Provide the records once more, identical to the original.

Start of Records shown

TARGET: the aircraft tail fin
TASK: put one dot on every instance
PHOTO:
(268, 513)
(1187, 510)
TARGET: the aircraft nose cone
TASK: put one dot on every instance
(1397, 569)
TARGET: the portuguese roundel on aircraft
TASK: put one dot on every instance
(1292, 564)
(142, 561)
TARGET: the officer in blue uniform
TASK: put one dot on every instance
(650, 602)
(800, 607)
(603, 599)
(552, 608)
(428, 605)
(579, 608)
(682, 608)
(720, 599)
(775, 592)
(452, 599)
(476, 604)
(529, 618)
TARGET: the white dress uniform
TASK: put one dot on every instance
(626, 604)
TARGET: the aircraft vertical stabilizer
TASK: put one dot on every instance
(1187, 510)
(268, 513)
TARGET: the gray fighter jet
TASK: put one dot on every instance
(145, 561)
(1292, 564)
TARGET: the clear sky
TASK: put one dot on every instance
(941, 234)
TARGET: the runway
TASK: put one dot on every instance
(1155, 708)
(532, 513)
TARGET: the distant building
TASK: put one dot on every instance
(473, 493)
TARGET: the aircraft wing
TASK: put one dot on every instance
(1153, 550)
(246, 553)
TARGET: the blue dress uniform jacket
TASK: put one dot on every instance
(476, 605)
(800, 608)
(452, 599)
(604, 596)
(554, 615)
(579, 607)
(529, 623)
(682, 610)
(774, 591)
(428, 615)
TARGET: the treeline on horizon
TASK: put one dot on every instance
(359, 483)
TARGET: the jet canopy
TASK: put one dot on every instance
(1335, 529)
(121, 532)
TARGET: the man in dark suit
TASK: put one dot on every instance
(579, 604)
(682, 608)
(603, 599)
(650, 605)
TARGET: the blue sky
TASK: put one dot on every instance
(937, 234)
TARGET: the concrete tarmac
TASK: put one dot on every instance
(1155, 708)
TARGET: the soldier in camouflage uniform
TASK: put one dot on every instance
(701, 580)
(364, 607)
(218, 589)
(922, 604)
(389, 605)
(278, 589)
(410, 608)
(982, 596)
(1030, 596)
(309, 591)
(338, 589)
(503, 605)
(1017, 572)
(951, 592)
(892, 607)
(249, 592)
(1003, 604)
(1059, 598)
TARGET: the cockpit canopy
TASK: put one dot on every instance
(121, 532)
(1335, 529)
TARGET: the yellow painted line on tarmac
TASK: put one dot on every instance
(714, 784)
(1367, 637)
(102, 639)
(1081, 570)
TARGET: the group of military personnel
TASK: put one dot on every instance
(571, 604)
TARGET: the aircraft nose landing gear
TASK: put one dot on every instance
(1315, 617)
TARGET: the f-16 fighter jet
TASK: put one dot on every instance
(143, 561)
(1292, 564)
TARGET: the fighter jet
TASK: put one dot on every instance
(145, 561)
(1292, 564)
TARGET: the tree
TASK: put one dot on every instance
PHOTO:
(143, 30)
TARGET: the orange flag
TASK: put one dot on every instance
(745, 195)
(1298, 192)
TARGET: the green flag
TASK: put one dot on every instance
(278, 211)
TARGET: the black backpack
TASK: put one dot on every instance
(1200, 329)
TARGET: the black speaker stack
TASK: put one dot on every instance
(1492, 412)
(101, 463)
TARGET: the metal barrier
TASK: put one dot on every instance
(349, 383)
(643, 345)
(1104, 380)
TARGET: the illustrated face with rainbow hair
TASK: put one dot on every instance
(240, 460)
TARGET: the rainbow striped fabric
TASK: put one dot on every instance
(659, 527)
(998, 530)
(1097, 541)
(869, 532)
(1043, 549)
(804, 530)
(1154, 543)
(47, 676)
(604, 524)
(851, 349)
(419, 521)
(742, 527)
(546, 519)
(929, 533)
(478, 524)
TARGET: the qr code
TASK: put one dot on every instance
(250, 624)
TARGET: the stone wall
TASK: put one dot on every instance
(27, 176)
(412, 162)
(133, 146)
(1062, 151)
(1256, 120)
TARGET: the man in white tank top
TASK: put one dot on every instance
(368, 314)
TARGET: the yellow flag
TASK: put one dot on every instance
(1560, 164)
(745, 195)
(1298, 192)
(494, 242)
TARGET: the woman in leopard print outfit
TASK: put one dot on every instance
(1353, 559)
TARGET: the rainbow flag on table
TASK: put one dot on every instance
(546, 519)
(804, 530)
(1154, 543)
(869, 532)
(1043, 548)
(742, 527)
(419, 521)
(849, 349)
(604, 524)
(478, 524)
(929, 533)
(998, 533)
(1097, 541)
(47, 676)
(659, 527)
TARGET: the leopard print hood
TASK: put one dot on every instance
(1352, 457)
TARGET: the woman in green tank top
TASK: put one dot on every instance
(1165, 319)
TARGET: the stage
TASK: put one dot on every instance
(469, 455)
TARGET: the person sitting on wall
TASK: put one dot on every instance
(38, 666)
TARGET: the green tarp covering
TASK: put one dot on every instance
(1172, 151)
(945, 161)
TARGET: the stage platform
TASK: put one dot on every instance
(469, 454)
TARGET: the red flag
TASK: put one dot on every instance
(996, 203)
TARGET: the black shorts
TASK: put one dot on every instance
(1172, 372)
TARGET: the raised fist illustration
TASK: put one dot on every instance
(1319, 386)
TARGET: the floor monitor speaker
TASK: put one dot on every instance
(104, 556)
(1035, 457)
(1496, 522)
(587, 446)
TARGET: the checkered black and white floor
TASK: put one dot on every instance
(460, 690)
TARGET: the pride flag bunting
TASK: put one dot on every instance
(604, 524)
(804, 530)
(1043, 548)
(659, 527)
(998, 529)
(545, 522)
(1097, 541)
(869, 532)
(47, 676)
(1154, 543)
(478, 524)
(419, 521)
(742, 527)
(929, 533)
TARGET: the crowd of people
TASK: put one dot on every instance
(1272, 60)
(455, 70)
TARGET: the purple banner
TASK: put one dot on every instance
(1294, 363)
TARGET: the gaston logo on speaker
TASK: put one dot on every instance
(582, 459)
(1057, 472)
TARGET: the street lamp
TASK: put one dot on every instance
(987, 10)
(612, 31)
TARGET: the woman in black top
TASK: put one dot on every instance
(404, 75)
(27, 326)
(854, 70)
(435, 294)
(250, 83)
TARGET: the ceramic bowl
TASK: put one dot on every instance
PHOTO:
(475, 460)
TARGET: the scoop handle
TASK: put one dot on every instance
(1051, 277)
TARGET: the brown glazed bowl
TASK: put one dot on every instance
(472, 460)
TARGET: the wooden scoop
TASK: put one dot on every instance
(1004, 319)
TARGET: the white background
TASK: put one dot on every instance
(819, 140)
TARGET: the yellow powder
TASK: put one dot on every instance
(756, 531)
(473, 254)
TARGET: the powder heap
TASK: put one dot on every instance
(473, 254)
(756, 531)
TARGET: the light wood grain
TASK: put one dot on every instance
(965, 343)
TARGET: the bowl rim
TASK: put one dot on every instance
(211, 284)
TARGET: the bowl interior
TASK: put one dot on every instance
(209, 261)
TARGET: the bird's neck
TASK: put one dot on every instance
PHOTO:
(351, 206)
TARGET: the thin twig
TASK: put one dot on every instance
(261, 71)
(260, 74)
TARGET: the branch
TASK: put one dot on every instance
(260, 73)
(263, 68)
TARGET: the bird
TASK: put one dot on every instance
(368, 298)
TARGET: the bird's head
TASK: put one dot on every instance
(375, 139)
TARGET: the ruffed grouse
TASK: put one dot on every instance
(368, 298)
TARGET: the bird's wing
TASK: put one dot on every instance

End of Records shown

= Response below =
TARGET: the aircraft tail fin
TASK: put one dot on every instance
PHOTO:
(268, 513)
(1187, 510)
TARGET: the aircraft nose cone
TASK: put one dot on every instance
(1397, 569)
TARGET: the portuguese roundel on aircraft
TASK: put one dot on every instance
(1292, 564)
(142, 561)
TARGET: the officer in blue uniform
TASK: put one dot on every instance
(650, 602)
(800, 607)
(603, 599)
(552, 608)
(428, 605)
(579, 608)
(682, 608)
(720, 599)
(775, 592)
(452, 599)
(476, 604)
(529, 618)
TARGET: the white dress uniform
TASK: put one dot on every instance
(626, 604)
TARGET: the aircraft vertical stabilizer
TASK: put one dot on every instance
(1187, 510)
(268, 513)
TARGET: the gray fighter jet
TASK: put one dot on every instance
(145, 561)
(1292, 564)
TARGET: the clear sky
TASK: put one dot on every instance
(941, 234)
TARGET: the runway
TASK: put one dot on every instance
(1155, 708)
(532, 513)
TARGET: the distant building
TASK: put one dot on every instance
(473, 493)
TARGET: the aircraft wing
TASK: put one dot on every instance
(1153, 550)
(246, 553)
TARGET: the blue dress uniform jacket
TASK: put one dot on every instance
(476, 605)
(800, 608)
(452, 599)
(604, 596)
(554, 615)
(579, 607)
(529, 623)
(682, 610)
(774, 591)
(428, 615)
TARGET: the treeline on horizon
TASK: put one dot on every instance
(359, 483)
TARGET: the jet canopy
TASK: put one dot on every instance
(1335, 529)
(121, 532)
TARGET: the man in dark suit
TASK: put one dot on every instance
(579, 604)
(682, 608)
(603, 599)
(650, 605)
TARGET: the blue sky
TASK: put one dot on every instance
(937, 234)
TARGET: the concrete tarmac
TASK: put one dot on every instance
(1155, 708)
TARGET: the soldier in camouflage uniform
TASK: put one dot on every instance
(701, 580)
(364, 607)
(218, 589)
(922, 604)
(389, 605)
(278, 589)
(410, 608)
(982, 596)
(1030, 596)
(309, 591)
(338, 589)
(503, 605)
(1017, 572)
(951, 592)
(892, 607)
(249, 592)
(1003, 604)
(1059, 598)
TARGET: the cockpit canopy
TASK: put one dot on every instance
(121, 532)
(1335, 529)
TARGET: the yellow painted line on tarmac
TASK: put one dot on every instance
(714, 784)
(1367, 637)
(102, 639)
(1081, 570)
TARGET: the group of military personnel
TASK: put one dot on every instance
(571, 604)
TARGET: the aircraft nose landing gear
TASK: put one dot on every instance
(1315, 617)
TARGET: the f-16 fighter jet
TASK: put one dot on every instance
(143, 561)
(1292, 564)
TARGET: the fighter jet
TASK: put one dot on every instance
(145, 561)
(1292, 564)
TARGET: the tree
TASK: put one dot on every instance
PHOTO:
(143, 30)
TARGET: the orange flag
TASK: put one dot on every instance
(745, 195)
(1298, 192)
TARGET: the green flag
TASK: put one dot on every instance
(278, 211)
TARGET: the black backpack
TASK: put one dot on every instance
(1200, 329)
TARGET: the black speaker stack
TASK: put one dot on every instance
(1492, 412)
(101, 463)
TARGET: the metal barrier
TASK: put one dot on every instance
(349, 383)
(643, 345)
(1104, 380)
TARGET: the illustrated face with rainbow hair
TASK: put one dot on every instance
(240, 460)
TARGET: the rainbow striped fabric
TASK: put one dot on every instance
(659, 527)
(998, 530)
(1097, 541)
(869, 532)
(1043, 549)
(804, 530)
(1154, 543)
(47, 676)
(604, 524)
(851, 349)
(419, 521)
(742, 527)
(546, 519)
(929, 533)
(478, 524)
TARGET: the qr code
TASK: put one dot on every instance
(250, 624)
TARGET: the stone wall
TASK: put one dot on every instance
(27, 176)
(412, 162)
(133, 146)
(1062, 151)
(1256, 120)
TARGET: the man in white tank top
TASK: put one dot on every instance
(368, 314)
TARGET: the yellow flag
TASK: put one dot on every instance
(1560, 164)
(745, 195)
(1298, 192)
(494, 242)
TARGET: the woman in leopard print outfit
TASK: put one dot on every instance
(1353, 559)
TARGET: the rainbow flag on table
TASK: put one dot on every instance
(546, 519)
(804, 530)
(1154, 543)
(869, 532)
(1043, 548)
(742, 527)
(419, 521)
(849, 349)
(604, 524)
(478, 524)
(929, 533)
(998, 533)
(1097, 541)
(47, 676)
(659, 527)
TARGET: the leopard print hood
TASK: put one dot on every instance
(1352, 457)
TARGET: the woman in green tank top
TASK: put one dot on every instance
(1165, 319)
TARGET: the stage
TASK: put one dot on every instance
(469, 455)
TARGET: the person sitting on wall
TASK: put one dot on every instance
(38, 666)
TARGET: the green tarp covering
TASK: put one dot on every instance
(1172, 151)
(945, 161)
TARGET: the stage platform
TASK: put one dot on every instance
(469, 454)
TARGET: the red flag
TASK: put one dot on every instance
(996, 203)
TARGET: the black shorts
TASK: put one dot on every instance
(1172, 372)
TARGET: the raised fist illustration
TASK: put one dot on every instance
(1319, 386)
TARGET: the floor monitor speaker
TASK: put one dot on every instance
(104, 556)
(1035, 457)
(1496, 522)
(587, 446)
TARGET: the checkered black and white floor
TASK: put one dot on every instance
(460, 690)
TARGET: the pride flag bunting
TASK: put one dot on every instance
(604, 524)
(804, 530)
(1043, 548)
(659, 527)
(998, 529)
(545, 522)
(1097, 541)
(869, 532)
(47, 676)
(1154, 543)
(478, 524)
(419, 521)
(742, 527)
(929, 533)
TARGET: the crowd of people
TASK: put one dot on every instance
(1272, 60)
(455, 70)
TARGET: the purple banner
TASK: put one dot on every instance
(1294, 363)
TARGET: the gaston logo on speaker
TASK: put one dot on every instance
(582, 459)
(1057, 472)
TARGET: the street lamp
TASK: put one dot on every instance
(987, 10)
(612, 31)
TARGET: the woman in black top
TASK: put one dot on every instance
(404, 75)
(27, 326)
(854, 70)
(435, 294)
(250, 83)
TARGET: the ceramic bowl
TASK: put one dot on every instance
PHOTO:
(475, 460)
TARGET: the scoop handle
TASK: put one dot on every instance
(1051, 277)
TARGET: the brown glazed bowl
TASK: put one dot on every instance
(472, 460)
TARGET: the wooden scoop
TASK: put one dot on every instance
(1004, 319)
TARGET: the white background
TASK: put one dot on every instance
(819, 140)
TARGET: the yellow powder
TASK: put one dot on every instance
(756, 531)
(473, 254)
TARGET: the powder heap
TASK: put one dot on every instance
(473, 254)
(756, 531)
TARGET: the light wood grain
TASK: put one dot on every instance
(965, 343)
TARGET: the bowl rim
TASK: put one dot on every instance
(211, 284)
TARGET: the bowl interior
TASK: put one dot on every instance
(209, 261)
TARGET: the bird's neck
TASK: put one dot on every instance
PHOTO:
(351, 206)
TARGET: the thin twig
TASK: put one dot on every instance
(261, 71)
(260, 74)
TARGET: the branch
TASK: put one dot on every instance
(260, 73)
(263, 68)
TARGET: the bird
TASK: put one dot on every instance
(368, 298)
TARGET: the bird's head
TASK: put one dot on every instance
(375, 139)
TARGET: the ruffed grouse
TASK: put one dot on every instance
(368, 298)
TARGET: the bird's wing
TASK: put one dot on every instance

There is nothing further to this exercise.